Verilen metin »
Bir çocuğun spor hayatı başladığında anne babanın da birçok noktada disipline olacağı, yaşamlarını çocuğun takvimine ve zorunluluklarına göre planlayacakları, duygularını, hırslarını daha açık bir şekilde tanıyacakları, tartacakları yeni bir döngü başlar.
Bu koşuşturmaca, yetişme, yetme hali hem çocuğun hem de anne ve babanın ayrı ayrı hikayelerinin oluştuğu bir maratona dönüşür zamanla. En büyük temenni; sağlıkla geçen, çocuğun kendini başarıyla gerçekleştirebildiği, hırs, çaba ve niyeti doğru ve iyiye yöneltebildiği bir olgunlaşma sürecini yaşamasıdır. Anne ve baba ise bu maratonda soğuk, sıcak, erken, geç, karanlık demeden çocuğu adına iyi bir şeyler yaptığına olan inanç ile kendini güçlü tutmaya çalışarak yola devam etmeye çalışır.
Kapalı kapının iki tarafında da aslında büyük bir çaba vardır. Bir tarafta koşturan, çalıştıran, diğer tarafta da bekleyenin emeği.
Biz ebeveynler, çocuğumuzun maça çıkmasını, sorumluluk almasını beklediğimiz, insiyatifi ela almasını düşündüğümüz noktalarda, çocuğumuza günlük yaşamda verdiğimiz sorumluluklar neler veya yaşantısındaki hangi konular için kendisi bir strateji planı yürütüyor, takip edip süreci kendi kontrol ediyor diye düşünüyor muyuz acaba?
Yani çocuk kendi hayatı ile ilgili hangi sorumlulukları paylaşıyor ya da zorlukların hangi aşamasında yönetici merci kendisi. Bu durumlar ile yüzleştiğinde duygusal regülasyonu, süreci yürütme ve sonuçlandırma becerileri nasıl işliyor?
Biz anne ve babalar, bunları önce kendi içimizde değerlendirmeliyiz. Çocuğun potansiyeli doğrultusunda süreci yönetme aşamasında bireysel kalmasını destekleyen de var, ben yapıvereyim, henüz erken diyenimiz de...
Aslında büyümek, çocukların sadece yaş alması ile değil, yaşayacakları, karşılaşacakları konular, durumlar ile ilgili bir hazıroluş hali geliştirmeleri, süreci hem duygusal hem davranış olarak yürütme becerilerini geliştirip uygulayacak alanlar bulmalarını kapsar. Tabi biz onlara alan açtıkça, çemberin merkezine onları koyup biraz uzaklaştıkça olur bu olgunlaşma.
Şimdi evde vermediğimiz görevleri, farkında bile olmadan onun adına halledilen işleri, üzülmesin, strese girmesin diye aslında yaşaması ve yönetmesi gereken durumları bizler hallediverince; stresi yüklü, heyecanlı, çekişmeli, alkışı da, eleştirisi de bol maç atmosferinde çıkıp gerekli yerde inisiyatifi ele almalarını, takım ile işbirliği içinde süreci yürütmelerini, olabilecekler ile yüzleşmekten kaçınmamallarını beklemek haksızlık olmuyor mu?

Kısa soru A » Çocuğun spor hayatı ve ebeveynlik üzerine olan metin şu ifadeleri doğruluyor mu? Her biri için evet ya da hayır deyin ve karar veren sözcükleri metinden birebir alıntılayın. (i) Kapalı kapının yalnızca bir tarafında çaba vardır. (ii) Büyümek, çocukların yalnızca yaş almasıyla sınırlı değildir. (iii) Anne ve babalar bunları önce kendi içlerinde değerlendirmelidir.
Kısa soru B » Çocuğun spor hayatı ve ebeveynlik üzerine olan metni, son cümlesinden sonra gelecek bir bölümle sürdürün.
Malzemeye burada ihtiyaç yoktur.

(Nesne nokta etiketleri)
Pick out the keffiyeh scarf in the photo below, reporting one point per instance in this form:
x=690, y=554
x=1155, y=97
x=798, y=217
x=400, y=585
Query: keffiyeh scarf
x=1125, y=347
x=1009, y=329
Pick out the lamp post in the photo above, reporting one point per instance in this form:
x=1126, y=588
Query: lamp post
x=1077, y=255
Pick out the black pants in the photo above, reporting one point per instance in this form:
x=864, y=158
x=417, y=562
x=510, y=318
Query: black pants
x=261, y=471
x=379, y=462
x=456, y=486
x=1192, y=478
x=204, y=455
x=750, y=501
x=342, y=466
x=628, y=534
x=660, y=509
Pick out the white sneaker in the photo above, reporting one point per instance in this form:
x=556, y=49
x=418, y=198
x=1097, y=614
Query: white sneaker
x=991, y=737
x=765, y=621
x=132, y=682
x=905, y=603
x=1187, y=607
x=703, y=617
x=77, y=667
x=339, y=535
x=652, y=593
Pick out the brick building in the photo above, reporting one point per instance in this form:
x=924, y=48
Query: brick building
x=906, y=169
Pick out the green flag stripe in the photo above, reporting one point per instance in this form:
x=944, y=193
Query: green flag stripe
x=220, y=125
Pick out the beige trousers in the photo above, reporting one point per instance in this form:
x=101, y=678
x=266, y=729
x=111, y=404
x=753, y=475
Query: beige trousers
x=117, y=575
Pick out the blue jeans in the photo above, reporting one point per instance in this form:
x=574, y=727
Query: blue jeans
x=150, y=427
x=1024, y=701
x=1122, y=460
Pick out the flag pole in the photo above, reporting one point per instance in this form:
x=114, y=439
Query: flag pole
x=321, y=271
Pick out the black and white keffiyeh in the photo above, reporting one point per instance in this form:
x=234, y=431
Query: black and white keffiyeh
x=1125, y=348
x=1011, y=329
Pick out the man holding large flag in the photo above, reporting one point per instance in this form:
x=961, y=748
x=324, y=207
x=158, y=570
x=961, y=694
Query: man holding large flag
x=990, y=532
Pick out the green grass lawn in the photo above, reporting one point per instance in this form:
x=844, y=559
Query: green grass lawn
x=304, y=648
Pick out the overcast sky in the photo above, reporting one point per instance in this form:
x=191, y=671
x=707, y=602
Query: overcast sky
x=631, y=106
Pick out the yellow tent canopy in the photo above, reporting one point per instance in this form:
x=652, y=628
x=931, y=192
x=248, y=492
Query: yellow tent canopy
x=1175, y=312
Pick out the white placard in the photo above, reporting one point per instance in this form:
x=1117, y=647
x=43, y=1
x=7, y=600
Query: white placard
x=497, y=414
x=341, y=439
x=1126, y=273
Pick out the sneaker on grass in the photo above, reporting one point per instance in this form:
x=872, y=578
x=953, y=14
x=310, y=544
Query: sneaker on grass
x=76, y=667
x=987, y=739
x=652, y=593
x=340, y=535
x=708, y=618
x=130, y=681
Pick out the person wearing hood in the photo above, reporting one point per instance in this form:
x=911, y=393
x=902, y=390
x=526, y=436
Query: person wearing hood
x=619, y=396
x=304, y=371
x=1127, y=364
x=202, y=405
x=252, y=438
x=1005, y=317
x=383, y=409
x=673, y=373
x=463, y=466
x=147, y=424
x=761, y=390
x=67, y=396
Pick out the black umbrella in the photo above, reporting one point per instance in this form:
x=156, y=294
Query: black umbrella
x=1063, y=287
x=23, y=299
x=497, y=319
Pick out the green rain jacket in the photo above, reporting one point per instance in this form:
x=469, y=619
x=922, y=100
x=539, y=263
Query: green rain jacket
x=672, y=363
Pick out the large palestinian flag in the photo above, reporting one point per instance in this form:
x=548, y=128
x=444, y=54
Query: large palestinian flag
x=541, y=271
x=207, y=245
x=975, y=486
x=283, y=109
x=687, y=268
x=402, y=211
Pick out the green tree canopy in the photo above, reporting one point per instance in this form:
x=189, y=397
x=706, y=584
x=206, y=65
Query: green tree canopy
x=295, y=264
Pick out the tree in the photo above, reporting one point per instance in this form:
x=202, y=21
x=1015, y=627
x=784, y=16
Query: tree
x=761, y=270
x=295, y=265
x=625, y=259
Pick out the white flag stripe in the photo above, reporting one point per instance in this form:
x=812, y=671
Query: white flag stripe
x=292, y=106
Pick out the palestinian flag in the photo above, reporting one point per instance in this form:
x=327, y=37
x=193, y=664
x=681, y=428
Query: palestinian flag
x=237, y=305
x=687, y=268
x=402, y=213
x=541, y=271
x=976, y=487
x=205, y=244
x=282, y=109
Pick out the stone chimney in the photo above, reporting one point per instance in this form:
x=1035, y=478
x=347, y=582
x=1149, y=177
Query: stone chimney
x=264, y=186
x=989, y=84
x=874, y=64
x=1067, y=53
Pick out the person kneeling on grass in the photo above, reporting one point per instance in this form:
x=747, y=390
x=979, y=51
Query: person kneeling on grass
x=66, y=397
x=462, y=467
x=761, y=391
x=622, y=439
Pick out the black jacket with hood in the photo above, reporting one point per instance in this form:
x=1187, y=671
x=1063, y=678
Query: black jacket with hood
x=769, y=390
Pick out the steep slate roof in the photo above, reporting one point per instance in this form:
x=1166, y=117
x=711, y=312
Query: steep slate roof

Cevap A »
(i) Hayır: "Kapalı kapının iki tarafında da aslında büyük bir çaba vardır."
(ii) Evet: "büyümek, çocukların sadece yaş alması ile değil"
(iii) Evet: "Biz anne ve babalar, bunları önce kendi içimizde değerlendirmeliyiz."

Cevap B »
Çocuğun süreci yönetmesinde; karakteri, hırs ve çabayı kendi içinde şekillendirip yansıtma biçimi, kendine güveni, cesareti ve hazır oluşu, bir maçta oynama istekliliği ve becerilerini gösterme kapasitesi, fiziksel özellikleri birbiriyle çok bağlantılı etmenlerdir. Burada biz ebeveynlerin konumu, çocuk ile olan etkileşim tarzı süreci olumlu yada olumsuz yönde etkileyen dinamikleri oluşturur.
Hırs, çaba, güven hepimizin bildiği kavramlar iken nedir bu; "Hazıroluş Hali".
Sporda, kendi içinde güçlü, şişirilmiş ama aslında oyuncuya hiç ulaşmayan kelimeler ile motivasyon sağlamaya çalışmak, onu oynamaya itelemek, zorlamak ile hazır oluşunu bekleyip ihtiyaç duyduğu kaynakları oluşturmak arasında ince bir çizgi vardır.
Peki hazır oluşu beklemek bazen geç kalınmasına veya çok zaman geçmesine sebep olur mu?
Bireyi hazır oluşa hazırlayan, hızlandıran etmenler nelerdir?
Çocuğun hazır oluşa ulaşması; oyuncunun fiziksel ve psikolojik hali olarak ikiye ayrılır.
1. Yeterli çalışma, kondisyon antrenmanları ile spor dalı için uygun yaşta buluşması ve fiziksel olarak ilerlemesi için gerekli çalışmaları yapmak, vücut yapısının özellikleri
2. Kaynaklarını fark etmesi ile oluşan algı süreci ile bunları kullanmaya başlamakta istekli ve cesaretli olma hali
Ailenin veya Koçunun kendini gerçekleştirmesine olanak sağlayacak yönlendirmeleri ile "Hazır Oluş" hali hızlanır.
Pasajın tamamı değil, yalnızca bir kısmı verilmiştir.